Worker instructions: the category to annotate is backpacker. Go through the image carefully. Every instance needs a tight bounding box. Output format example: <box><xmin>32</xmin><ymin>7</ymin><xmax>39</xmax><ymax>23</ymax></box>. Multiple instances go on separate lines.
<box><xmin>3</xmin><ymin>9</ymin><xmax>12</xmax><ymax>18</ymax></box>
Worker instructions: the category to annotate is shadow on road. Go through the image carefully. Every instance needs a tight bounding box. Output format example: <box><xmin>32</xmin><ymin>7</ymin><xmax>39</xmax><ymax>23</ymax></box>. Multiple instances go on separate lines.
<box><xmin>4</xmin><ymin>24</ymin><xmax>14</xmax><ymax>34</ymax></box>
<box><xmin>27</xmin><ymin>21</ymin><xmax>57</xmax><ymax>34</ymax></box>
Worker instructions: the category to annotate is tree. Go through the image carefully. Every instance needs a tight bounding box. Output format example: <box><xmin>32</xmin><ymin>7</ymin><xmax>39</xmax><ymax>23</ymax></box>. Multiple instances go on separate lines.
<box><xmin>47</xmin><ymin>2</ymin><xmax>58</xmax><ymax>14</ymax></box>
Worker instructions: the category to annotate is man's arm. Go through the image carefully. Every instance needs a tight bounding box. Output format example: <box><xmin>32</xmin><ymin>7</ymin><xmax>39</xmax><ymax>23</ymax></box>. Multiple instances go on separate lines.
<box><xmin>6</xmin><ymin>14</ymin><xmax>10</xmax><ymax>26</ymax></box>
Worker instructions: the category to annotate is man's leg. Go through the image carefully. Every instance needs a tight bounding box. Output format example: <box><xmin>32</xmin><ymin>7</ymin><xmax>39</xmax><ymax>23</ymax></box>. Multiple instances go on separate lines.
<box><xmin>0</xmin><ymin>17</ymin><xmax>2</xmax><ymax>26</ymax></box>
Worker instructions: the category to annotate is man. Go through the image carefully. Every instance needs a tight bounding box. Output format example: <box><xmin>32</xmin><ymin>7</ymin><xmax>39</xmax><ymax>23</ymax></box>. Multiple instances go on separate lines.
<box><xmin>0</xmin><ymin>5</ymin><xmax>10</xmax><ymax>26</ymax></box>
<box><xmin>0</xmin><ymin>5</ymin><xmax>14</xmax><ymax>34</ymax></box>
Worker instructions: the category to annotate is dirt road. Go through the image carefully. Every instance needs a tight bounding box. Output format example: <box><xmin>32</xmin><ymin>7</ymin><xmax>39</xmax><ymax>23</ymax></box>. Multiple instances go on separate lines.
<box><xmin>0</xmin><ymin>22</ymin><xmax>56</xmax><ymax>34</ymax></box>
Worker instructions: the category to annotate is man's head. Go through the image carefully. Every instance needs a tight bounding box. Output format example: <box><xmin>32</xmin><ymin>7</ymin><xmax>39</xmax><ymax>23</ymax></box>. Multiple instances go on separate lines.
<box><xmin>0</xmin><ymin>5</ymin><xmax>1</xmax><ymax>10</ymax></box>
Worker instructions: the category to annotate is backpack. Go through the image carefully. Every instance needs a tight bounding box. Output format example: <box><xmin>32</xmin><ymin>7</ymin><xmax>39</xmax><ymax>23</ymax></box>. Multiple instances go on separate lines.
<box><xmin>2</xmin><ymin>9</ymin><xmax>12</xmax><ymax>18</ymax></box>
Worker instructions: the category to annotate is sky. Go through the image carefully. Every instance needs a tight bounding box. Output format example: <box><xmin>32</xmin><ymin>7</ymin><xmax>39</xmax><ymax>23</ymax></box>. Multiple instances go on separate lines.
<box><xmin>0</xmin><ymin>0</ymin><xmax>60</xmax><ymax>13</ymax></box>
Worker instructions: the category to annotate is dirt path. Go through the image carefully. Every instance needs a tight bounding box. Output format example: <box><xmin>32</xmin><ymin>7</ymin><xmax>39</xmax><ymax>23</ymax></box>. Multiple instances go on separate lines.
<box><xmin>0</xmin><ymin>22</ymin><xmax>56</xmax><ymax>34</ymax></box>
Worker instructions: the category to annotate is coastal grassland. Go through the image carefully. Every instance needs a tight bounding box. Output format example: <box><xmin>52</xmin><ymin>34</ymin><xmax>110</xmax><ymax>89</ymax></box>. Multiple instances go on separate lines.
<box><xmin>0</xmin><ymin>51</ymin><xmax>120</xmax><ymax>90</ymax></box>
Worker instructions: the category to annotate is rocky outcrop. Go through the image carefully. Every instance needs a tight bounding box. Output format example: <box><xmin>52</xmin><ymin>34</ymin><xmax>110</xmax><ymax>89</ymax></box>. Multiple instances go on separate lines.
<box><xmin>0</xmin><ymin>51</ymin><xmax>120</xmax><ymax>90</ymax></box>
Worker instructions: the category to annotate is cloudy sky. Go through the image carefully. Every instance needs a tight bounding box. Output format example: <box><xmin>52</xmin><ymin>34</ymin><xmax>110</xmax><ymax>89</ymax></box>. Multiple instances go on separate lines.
—————
§ ОПИСАНИЕ ЗАДАЧИ: Извлеките все приведенные выше строки и воспроизведите их дословно, без каких-либо изменений.

§ РЕЗУЛЬТАТ:
Worker instructions: the category to annotate is backpacker. Go through the image carefully. Every instance needs a tight bounding box. Output format example: <box><xmin>32</xmin><ymin>7</ymin><xmax>39</xmax><ymax>23</ymax></box>. Multiple instances go on separate lines.
<box><xmin>3</xmin><ymin>9</ymin><xmax>12</xmax><ymax>18</ymax></box>
Worker instructions: the category to annotate is shadow on road. Go through the image carefully. Every instance needs a tight bounding box. Output format example: <box><xmin>32</xmin><ymin>7</ymin><xmax>39</xmax><ymax>23</ymax></box>. Multiple instances go on separate lines.
<box><xmin>4</xmin><ymin>24</ymin><xmax>14</xmax><ymax>34</ymax></box>
<box><xmin>27</xmin><ymin>21</ymin><xmax>57</xmax><ymax>34</ymax></box>
Worker instructions: the category to annotate is tree. Go through the image carefully. Every instance needs a tight bounding box. Output format example: <box><xmin>32</xmin><ymin>7</ymin><xmax>39</xmax><ymax>23</ymax></box>. Multiple instances go on separate lines.
<box><xmin>47</xmin><ymin>2</ymin><xmax>58</xmax><ymax>14</ymax></box>
Worker instructions: the category to annotate is man's arm. Go through the image carefully. Every instance needs a tight bounding box. Output format example: <box><xmin>32</xmin><ymin>7</ymin><xmax>39</xmax><ymax>23</ymax></box>. Multiple instances go on separate lines.
<box><xmin>6</xmin><ymin>14</ymin><xmax>10</xmax><ymax>26</ymax></box>
Worker instructions: the category to annotate is man's leg. Go through the image carefully. Every instance needs a tight bounding box. Output format example: <box><xmin>32</xmin><ymin>7</ymin><xmax>39</xmax><ymax>23</ymax></box>. Multiple instances go on separate lines.
<box><xmin>0</xmin><ymin>17</ymin><xmax>2</xmax><ymax>26</ymax></box>
Worker instructions: the category to annotate is man. Go through the image carefully. Every instance needs a tight bounding box. Output format example: <box><xmin>32</xmin><ymin>7</ymin><xmax>39</xmax><ymax>23</ymax></box>. Multiple instances go on separate lines.
<box><xmin>0</xmin><ymin>5</ymin><xmax>10</xmax><ymax>26</ymax></box>
<box><xmin>0</xmin><ymin>5</ymin><xmax>14</xmax><ymax>34</ymax></box>
Worker instructions: the category to annotate is dirt road. Go through the image carefully. Every instance needs a tight bounding box. Output format example: <box><xmin>32</xmin><ymin>7</ymin><xmax>39</xmax><ymax>23</ymax></box>. Multiple instances go on separate lines.
<box><xmin>0</xmin><ymin>22</ymin><xmax>56</xmax><ymax>34</ymax></box>
Worker instructions: the category to annotate is man's head. Go through the image carefully. Every instance needs a tight bounding box. Output format example: <box><xmin>32</xmin><ymin>7</ymin><xmax>39</xmax><ymax>23</ymax></box>. Multiple instances go on separate lines.
<box><xmin>0</xmin><ymin>5</ymin><xmax>1</xmax><ymax>10</ymax></box>
Worker instructions: the category to annotate is backpack. Go through the image carefully. Every instance needs a tight bounding box. Output format example: <box><xmin>32</xmin><ymin>7</ymin><xmax>39</xmax><ymax>23</ymax></box>. Multiple instances go on separate lines.
<box><xmin>2</xmin><ymin>9</ymin><xmax>12</xmax><ymax>18</ymax></box>
Worker instructions: the category to annotate is sky. Go through the image carefully. Every instance needs a tight bounding box. Output format example: <box><xmin>32</xmin><ymin>7</ymin><xmax>39</xmax><ymax>23</ymax></box>. Multiple instances go on separate lines.
<box><xmin>0</xmin><ymin>0</ymin><xmax>60</xmax><ymax>13</ymax></box>
Worker instructions: the category to annotate is dirt path. Go through the image carefully. Every instance needs a tight bounding box. Output format example: <box><xmin>32</xmin><ymin>7</ymin><xmax>39</xmax><ymax>23</ymax></box>. Multiple instances go on separate lines.
<box><xmin>0</xmin><ymin>22</ymin><xmax>56</xmax><ymax>34</ymax></box>
Worker instructions: the category to annotate is coastal grassland. Go through the image carefully. Every instance needs a tight bounding box. Output format example: <box><xmin>52</xmin><ymin>34</ymin><xmax>110</xmax><ymax>89</ymax></box>. Multiple instances go on separate lines.
<box><xmin>0</xmin><ymin>51</ymin><xmax>120</xmax><ymax>90</ymax></box>
Worker instructions: the category to annotate is rocky outcrop. Go through the image carefully. Every instance needs a tight bounding box. Output format example: <box><xmin>52</xmin><ymin>34</ymin><xmax>110</xmax><ymax>89</ymax></box>. Multiple instances go on separate lines.
<box><xmin>0</xmin><ymin>51</ymin><xmax>120</xmax><ymax>90</ymax></box>
Worker instructions: the category to annotate is cloudy sky. Go through the image carefully. Every instance needs a tight bounding box. Output format example: <box><xmin>52</xmin><ymin>34</ymin><xmax>110</xmax><ymax>89</ymax></box>. Multiple instances go on separate lines.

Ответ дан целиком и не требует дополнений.